• [GIVEN TASK]: Lay out as a Markdown table, with columns named Row and Line, the portion of the entries that starts at the line containing "task: segment the twig" and runs through the end of the entries. Number each line in the Row column and omit blank lines.

Stored items from a collection:
============
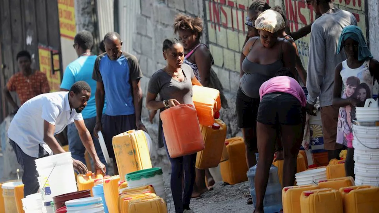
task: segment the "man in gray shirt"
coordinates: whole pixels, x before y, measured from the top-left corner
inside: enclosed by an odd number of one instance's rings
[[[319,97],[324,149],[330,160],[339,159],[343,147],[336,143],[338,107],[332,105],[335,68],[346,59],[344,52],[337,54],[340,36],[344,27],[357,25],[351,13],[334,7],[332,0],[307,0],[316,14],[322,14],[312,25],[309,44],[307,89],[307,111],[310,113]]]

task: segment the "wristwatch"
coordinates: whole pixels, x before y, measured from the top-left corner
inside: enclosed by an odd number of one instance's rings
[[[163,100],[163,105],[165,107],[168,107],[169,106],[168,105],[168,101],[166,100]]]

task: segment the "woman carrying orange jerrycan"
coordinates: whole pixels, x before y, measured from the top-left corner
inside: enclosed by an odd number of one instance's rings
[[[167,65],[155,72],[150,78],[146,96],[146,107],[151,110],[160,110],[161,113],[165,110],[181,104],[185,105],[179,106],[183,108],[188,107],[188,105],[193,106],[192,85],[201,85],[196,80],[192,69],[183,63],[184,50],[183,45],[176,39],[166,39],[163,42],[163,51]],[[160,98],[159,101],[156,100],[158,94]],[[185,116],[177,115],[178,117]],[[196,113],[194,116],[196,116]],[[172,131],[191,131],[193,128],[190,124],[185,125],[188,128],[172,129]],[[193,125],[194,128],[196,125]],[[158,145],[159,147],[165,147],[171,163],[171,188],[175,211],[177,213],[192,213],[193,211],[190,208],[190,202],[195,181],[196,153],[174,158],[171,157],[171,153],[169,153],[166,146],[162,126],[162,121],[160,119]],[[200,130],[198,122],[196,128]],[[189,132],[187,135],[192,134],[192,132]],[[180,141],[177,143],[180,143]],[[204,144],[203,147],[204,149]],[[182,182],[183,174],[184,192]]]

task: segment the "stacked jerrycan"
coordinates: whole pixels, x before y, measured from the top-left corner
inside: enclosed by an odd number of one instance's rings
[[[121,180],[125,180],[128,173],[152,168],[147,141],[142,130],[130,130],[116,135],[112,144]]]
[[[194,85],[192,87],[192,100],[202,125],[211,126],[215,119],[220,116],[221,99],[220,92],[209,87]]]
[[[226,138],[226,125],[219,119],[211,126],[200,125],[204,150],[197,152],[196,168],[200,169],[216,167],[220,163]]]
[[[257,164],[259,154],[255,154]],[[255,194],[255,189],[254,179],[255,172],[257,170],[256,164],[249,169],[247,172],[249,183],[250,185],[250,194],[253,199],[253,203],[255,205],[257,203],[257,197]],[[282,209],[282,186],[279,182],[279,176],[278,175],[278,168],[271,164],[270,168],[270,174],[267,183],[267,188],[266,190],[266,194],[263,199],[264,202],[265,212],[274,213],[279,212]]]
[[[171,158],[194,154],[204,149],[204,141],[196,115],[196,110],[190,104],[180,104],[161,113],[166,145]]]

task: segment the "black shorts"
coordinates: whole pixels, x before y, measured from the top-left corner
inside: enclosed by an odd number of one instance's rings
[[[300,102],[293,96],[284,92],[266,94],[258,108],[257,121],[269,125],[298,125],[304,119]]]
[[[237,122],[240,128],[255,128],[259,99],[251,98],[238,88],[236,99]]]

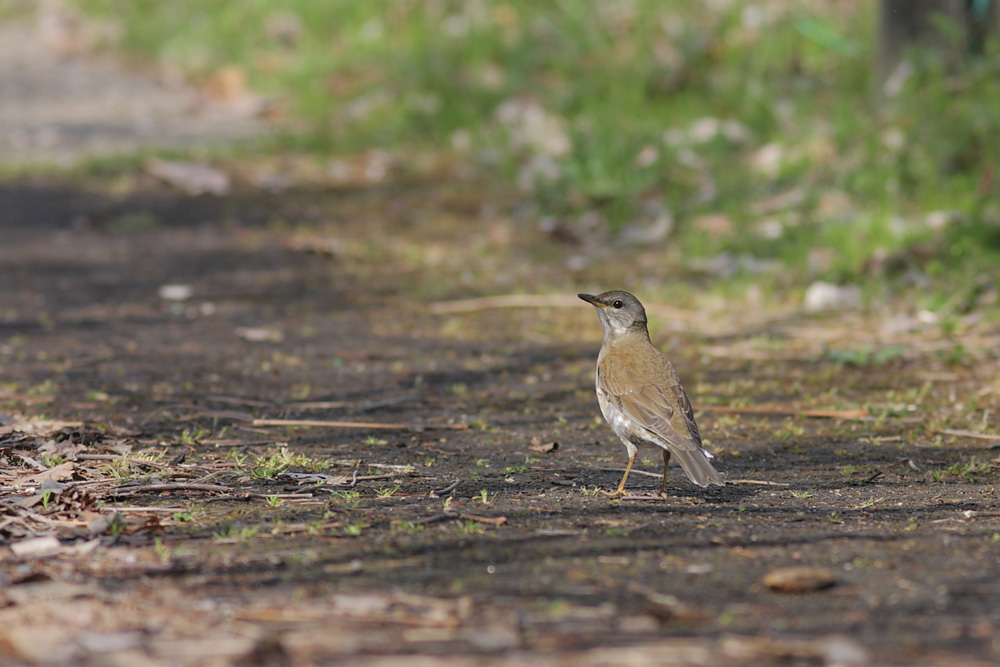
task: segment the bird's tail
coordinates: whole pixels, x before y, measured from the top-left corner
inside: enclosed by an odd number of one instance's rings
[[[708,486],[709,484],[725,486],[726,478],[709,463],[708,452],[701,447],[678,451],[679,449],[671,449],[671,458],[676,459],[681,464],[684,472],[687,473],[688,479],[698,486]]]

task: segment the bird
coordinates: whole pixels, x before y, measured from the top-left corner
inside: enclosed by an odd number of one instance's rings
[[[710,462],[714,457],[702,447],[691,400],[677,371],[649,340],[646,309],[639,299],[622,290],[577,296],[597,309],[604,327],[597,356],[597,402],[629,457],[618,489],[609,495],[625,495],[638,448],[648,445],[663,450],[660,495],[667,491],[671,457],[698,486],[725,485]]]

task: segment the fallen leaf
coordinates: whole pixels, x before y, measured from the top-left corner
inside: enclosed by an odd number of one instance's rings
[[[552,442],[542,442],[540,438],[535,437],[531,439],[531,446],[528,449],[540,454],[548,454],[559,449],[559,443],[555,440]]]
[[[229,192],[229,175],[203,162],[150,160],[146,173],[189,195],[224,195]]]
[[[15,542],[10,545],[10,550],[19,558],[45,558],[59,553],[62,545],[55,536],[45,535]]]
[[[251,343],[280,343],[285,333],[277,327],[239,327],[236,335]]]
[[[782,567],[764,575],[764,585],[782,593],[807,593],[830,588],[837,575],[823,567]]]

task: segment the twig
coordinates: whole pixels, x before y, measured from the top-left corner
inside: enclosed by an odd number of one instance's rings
============
• [CORRECT RESPONSE]:
| Row | Line |
|---|---|
| 1 | task: segment the twig |
| 2 | coordinates: whole pixels, x before y, measured from the top-left corner |
| 3 | inside: enclosed by an odd number of one instance's rings |